EXTRACTED TEXT:
+ + + + + + +
= Fifteenth Van Cliburn International Piano Competition =

The Fifteenth Van Cliburn International Piano Competition took place in Fort Worth, Texas, from May 25 to June 10, 2017.

==Commissioned work==
All competitors were required to play the commissioned work in their 45-minute Preliminary Round recital. It was Toccata on "L'homme armé", a 4- to 6-minute work composed by pianist-composer jury member Marc-André Hamelin.

==Jury==
===Competition Jury===

- Leonard Slatkin, jury chairman USA
- Arnaldo Cohen
- Christopher Elton UK
- Marc-André Hamelin
- Joseph Kalichstein USA
- Mari Kodama
- Anne-Marie McDermott USA
- Alexander Toradze USA

===Screening Jury===

- Dmitri Alexeev
- Michel Beroff
- Janina Fialkowska
- James Parker
- Pamela Mia Paul USA

==Awards==

Winners of the top prizes:

| Gold Medalist | Silver Medalist | Bronze Medalist | Audience Award |
|---|---|---|---|
| Yekwon Sunwoo | Kenneth Broberg | Daniel Hsu | Rachel Cheung |

==Applicants==
A record 290 entries from 43 countries were received for the competition. On March 7, 2017 the 30 competitors from 17 countries were announced.

==Competitors==
- Martin James Bartlett, United Kingdom, age 20
- Sergey Belyavskiy, Russia, 23
- Alina Bercu, Romania, 27
- Kenneth Broberg, United States, 23
- Luigi Carroccia, Italy, 25
- Han Chen, Taiwan, 25
- Rachel Cheung, Hong Kong, 25
- Yury Favorin, Russia, 30
- Madoka Fukami, Japan, 28
- Mehdi Ghazi, Algeria/Canada, 28, (he withdrew from the competition)
+ + + + + + +
Data listing:
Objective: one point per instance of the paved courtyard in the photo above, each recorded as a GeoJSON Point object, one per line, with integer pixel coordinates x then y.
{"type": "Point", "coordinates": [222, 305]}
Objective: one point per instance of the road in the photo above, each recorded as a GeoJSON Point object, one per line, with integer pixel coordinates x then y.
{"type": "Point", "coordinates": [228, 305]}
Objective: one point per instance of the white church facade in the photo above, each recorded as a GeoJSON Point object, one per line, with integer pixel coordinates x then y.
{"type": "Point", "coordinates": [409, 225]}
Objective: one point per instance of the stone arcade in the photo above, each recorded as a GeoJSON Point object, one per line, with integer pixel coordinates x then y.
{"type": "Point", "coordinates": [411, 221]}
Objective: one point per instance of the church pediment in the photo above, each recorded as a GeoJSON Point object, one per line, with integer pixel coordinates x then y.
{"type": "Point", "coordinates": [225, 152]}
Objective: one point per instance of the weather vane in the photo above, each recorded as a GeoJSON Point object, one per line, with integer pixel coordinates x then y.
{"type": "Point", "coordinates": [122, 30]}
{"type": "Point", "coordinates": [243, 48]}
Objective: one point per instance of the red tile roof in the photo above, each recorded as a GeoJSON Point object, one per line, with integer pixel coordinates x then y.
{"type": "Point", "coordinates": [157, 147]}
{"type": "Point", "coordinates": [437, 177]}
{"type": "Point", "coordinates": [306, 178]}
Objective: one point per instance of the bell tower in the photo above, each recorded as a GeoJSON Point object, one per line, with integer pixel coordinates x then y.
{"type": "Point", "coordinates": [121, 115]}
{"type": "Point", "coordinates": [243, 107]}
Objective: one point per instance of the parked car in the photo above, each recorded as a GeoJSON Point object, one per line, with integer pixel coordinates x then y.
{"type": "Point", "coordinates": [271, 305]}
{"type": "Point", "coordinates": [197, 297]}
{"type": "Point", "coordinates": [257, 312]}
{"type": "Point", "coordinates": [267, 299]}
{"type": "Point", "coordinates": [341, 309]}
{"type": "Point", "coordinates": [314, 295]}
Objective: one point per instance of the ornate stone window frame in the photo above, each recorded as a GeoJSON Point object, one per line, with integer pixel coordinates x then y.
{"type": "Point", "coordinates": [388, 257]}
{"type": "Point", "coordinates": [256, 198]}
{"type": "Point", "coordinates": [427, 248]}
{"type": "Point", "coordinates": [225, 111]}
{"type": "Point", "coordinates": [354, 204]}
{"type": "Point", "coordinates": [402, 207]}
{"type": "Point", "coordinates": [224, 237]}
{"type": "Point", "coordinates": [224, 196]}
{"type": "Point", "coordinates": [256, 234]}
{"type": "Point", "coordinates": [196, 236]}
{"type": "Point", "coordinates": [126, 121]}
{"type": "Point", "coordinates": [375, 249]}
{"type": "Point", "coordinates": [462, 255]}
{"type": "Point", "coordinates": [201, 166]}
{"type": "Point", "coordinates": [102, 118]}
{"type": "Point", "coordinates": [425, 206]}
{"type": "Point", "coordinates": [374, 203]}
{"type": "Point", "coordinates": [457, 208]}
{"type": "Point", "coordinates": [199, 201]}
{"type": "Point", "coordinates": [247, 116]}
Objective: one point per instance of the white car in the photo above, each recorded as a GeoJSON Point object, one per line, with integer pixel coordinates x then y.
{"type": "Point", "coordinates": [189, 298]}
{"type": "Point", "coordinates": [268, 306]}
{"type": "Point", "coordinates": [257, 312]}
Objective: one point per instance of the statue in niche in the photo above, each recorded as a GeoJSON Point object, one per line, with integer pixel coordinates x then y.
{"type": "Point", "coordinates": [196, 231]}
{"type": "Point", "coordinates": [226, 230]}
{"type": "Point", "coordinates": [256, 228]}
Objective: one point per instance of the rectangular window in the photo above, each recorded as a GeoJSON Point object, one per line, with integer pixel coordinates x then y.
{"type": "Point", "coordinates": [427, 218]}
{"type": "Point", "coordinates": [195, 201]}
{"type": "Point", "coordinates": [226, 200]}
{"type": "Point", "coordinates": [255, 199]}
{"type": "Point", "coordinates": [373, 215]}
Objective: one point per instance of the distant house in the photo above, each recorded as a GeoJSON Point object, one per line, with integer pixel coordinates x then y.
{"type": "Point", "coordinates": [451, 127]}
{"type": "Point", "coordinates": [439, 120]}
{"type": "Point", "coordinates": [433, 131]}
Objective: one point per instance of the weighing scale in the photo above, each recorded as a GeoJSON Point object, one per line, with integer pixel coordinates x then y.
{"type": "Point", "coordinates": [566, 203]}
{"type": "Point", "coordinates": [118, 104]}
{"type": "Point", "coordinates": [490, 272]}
+ + + + + + +
WHAT YOU NEED TO DO:
1 - Sum up the Van Cliburn competition article in two sentences.
2 - Write out the part of the Van Cliburn competition article starting at "The Fifteenth Van" and ending at "member Marc-André Hamelin.".
You won't need the material.

SOLUTIONS BELOW:
1 - The Fifteenth Van Cliburn International Piano Competition took place in Fort Worth, Texas, from May 25 to June 10, 2017, and every competitor had to play Marc-André Hamelin's commissioned Toccata on "L'homme armé" in the Preliminary Round. A record 290 entries from 43 countries were received, 30 competitors from 17 countries were announced, and Yekwon Sunwoo won the gold medal, Kenneth Broberg the silver, Daniel Hsu the bronze, and Rachel Cheung the Audience Award.

2 -
The Fifteenth Van Cliburn International Piano Competition took place in Fort Worth, Texas, from May 25 to June 10, 2017.

==Commissioned work==
All competitors were required to play the commissioned work in their 45-minute Preliminary Round recital. It was Toccata on "L'homme armé", a 4- to 6-minute work composed by pianist-composer jury member Marc-André Hamelin.